» Work item:
Across all the records below, how many lines contain "query"? Respond with only the number.
**** Data section ****
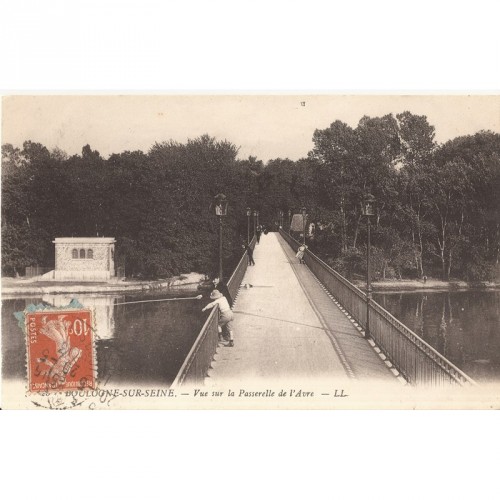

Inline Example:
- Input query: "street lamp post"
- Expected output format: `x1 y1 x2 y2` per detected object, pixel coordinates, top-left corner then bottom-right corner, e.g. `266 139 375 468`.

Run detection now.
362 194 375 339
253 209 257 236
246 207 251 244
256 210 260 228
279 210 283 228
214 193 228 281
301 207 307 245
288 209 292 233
****
**** Data section ****
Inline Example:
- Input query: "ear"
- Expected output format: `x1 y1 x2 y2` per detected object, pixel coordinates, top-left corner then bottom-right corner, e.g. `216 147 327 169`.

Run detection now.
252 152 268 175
****
**** Data section ****
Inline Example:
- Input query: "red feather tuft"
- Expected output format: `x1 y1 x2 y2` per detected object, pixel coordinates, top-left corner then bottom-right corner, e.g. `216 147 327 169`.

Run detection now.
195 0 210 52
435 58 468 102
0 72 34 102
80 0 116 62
****
» Reply:
3